▸ Work order
Please transcribe the listing below with every word intact.

[Entries shown — start]

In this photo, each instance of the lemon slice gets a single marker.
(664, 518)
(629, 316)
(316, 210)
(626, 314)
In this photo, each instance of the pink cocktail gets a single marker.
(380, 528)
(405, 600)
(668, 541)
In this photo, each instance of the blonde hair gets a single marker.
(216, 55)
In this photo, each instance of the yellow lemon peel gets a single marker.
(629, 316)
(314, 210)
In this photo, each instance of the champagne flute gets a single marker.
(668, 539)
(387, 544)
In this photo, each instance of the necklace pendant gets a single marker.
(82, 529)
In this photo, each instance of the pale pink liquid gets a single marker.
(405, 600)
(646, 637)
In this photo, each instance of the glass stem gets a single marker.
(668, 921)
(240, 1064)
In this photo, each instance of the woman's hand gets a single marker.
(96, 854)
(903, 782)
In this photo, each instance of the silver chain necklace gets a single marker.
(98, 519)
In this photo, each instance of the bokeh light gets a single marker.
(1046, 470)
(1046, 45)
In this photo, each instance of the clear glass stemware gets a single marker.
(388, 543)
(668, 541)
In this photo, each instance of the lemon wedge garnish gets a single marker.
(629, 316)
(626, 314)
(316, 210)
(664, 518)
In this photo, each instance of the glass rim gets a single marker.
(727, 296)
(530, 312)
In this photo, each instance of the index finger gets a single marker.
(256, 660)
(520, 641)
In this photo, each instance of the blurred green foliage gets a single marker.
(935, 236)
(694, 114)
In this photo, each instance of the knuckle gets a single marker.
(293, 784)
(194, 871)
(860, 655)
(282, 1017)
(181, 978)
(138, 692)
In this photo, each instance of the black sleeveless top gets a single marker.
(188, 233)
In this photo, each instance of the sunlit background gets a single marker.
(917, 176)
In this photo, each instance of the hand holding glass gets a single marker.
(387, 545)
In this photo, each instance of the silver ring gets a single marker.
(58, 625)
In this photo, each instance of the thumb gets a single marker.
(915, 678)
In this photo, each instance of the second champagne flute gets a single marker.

[Entries shown — finish]

▸ Solution to the exercise
In this photo, each instance of the lemon slice gets a single marker.
(664, 518)
(629, 316)
(316, 210)
(626, 314)
In this photo, each instance of the pink cocktail gets a single marker.
(380, 528)
(405, 600)
(668, 541)
In this photo, each instance of the blonde hair gets a single marker.
(216, 55)
In this photo, each instance of the yellow lemon peel gets a single marker.
(629, 316)
(314, 210)
In this photo, each instance of the champagne flute gets a single marker.
(668, 539)
(387, 544)
In this photo, each instance of the necklace pendant gets a single marker.
(82, 529)
In this photo, each instance of the pale pink liquid gets a single marker.
(405, 600)
(646, 637)
In this photo, each instance of the glass stem gets a single marker.
(668, 921)
(240, 1064)
In this photo, each instance of the woman's hand gets a single marker.
(96, 854)
(903, 782)
In this photo, each instance of the silver chain necklace gets a single marker.
(98, 519)
In this photo, each instance of the bokeh light gets a single marker.
(1046, 470)
(1046, 45)
In this photo, each instance of the clear glass stemware gets a single marker.
(388, 543)
(668, 541)
In this photo, each instance of the lemon wedge garnish gets a single marker.
(629, 316)
(626, 314)
(316, 210)
(664, 518)
In this photo, each instance of the glass rim gets a single marker.
(727, 296)
(530, 312)
In this photo, each instance of the index finger gets a single marker.
(256, 660)
(520, 641)
In this photo, each instance of the blurred green foliage gets a single marker.
(935, 236)
(694, 114)
In this photo, each instance of the knuckle gets a single marker.
(293, 784)
(194, 871)
(860, 655)
(282, 1017)
(181, 978)
(138, 692)
In this photo, each instance of the black sleeveless top gets a single marker.
(188, 233)
In this photo, each instance of the sunlit background gets a single marker.
(917, 176)
In this photo, each instance of the hand holding glass gets a single marker.
(387, 545)
In this photo, each instance of the silver ring gets a single marker.
(58, 625)
In this photo, each instance of the thumb gets a single marker.
(915, 678)
In this photo, each instance of the second champagne flute gets a single marker.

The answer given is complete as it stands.